AIM OF THE EXERCISE:
Below is a piece on the ruling about expert evidence on the foreseeability of Brexit. Set down its wording word for word, starting with "1. That, to" and going on through "for their efforts.".

TEXT SHOWN:
*** Begin section ***

This is a far less exciting case than the headline suggests, however it is the first  case I have seen about the impact of Brexit on civil procedure (albeit indirectly). In Canary Wharf (Bp4) T1 Ltd & Ors v European Medicines Agency [2018] EWHC 3577 (Ch).  It was held that “opinion” evidence from experts as to the foreseeability of Brexit was not to be subjected to cross examination at trial.


The facts are not explicit in the judgment, however they can be found in other sources. The European Medicines Agency is leaving London as a result of Brexit, it is clear that this is a dispute between them and their landlords about that early exit and payments under the lease.  The EMA is arguing that since, under EU law it must be located in an EU state, it is able to break its lease.   One of the arguments is that the decision to leave the UK was an unforeseen event.


Mr Justice Marcus Smith had already limited the scope of the “expert” evidence to that of narrative and not opinion evidence.  The hearing was held to consider whether the experts on the foreseeability of Brexit should give evidence at trial.

    1. I have before me an application regarding the management of the trial of this matter next year which relates to whether the experts called by each side should be cross-examined. It should be stated at the outset that the issue on which the experts have given their evidence – and I shall come back to the nature of the evidence in a moment – is controversial in that both parties advance differing cases as to what was foreseeable in the terms of Brexit at the time the lease was concluded.
    2. In those circumstances, the ordinary course would be to require both experts to attend for cross-examination and for each party to put their case, that process having been preceded by exchange of joint reports and statements of agreement or disagreement. That would be the normal course.
    3. However, in this case, the experts have not submitted a formal expert report of the sort envisaged under the CPR. As was made clear in my ruling on 26 September 2018 in this matter, the experts were effectively precluded from giving expressions of opinion in their reports. What instead they were asked to produce was a collation of relevant documents that the court ought to see for the judge to review and what was termed, in paragraph 4.2 of my ruling, a critical analysis looking at the material collated with the expert giving a view as to whether the information was significant.
    4. In paragraph 8 of my ruling, I expressly considered the question of whether opinion evidence would assist. I said there:
“I am satisfied it is not going to assist the judge, whether it be me or someone else, in reaching a conclusion on the points in issue. Given the material that will be before the judge, the collation, and the narrative, it will be well within the ability of the judge to reach a concluded view on the question of foreseeability without expert assistance.”
  1. That, to my mind, is substantially the answer to this application. I have read both narratives, that is to say the narrative of Prof. Jennings and the narrative of Prof. Bale. It seems to me they have done what they were asked to do, which is to provide the court with a sense of the context of how matters stood politically with regard to the UK’s relations with the European Union at the time the lease was granted. I am very grateful to them for their efforts.

*** End section ***

EXTRACTED MATERIAL:

*** Begin section ***

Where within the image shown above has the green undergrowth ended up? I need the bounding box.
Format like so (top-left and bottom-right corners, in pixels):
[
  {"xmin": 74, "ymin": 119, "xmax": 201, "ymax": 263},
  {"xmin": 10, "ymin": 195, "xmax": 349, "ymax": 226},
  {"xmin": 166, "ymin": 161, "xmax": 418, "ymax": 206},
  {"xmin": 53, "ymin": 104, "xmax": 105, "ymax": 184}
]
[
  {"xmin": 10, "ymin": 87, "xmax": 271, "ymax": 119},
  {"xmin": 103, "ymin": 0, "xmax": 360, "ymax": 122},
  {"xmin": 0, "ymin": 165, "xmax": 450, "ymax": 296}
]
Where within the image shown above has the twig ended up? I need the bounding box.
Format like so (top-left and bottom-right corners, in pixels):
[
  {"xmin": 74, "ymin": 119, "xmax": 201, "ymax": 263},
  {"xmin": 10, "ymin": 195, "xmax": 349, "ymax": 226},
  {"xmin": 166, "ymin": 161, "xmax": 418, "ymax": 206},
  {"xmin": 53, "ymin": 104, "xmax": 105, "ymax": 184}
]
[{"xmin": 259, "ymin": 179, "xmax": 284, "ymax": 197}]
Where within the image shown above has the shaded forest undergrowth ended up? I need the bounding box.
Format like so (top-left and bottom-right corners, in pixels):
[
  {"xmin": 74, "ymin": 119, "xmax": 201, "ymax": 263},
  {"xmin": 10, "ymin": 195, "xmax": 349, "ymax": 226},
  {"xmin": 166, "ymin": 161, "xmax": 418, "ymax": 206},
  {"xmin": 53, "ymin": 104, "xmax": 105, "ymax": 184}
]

*** End section ***

YOUR RESPONSE:
1. That, to my mind, is substantially the answer to this application. I have read both narratives, that is to say the narrative of Prof. Jennings and the narrative of Prof. Bale. It seems to me they have done what they were asked to do, which is to provide the court with a sense of the context of how matters stood politically with regard to the UK’s relations with the European Union at the time the lease was granted. I am very grateful to them for their efforts.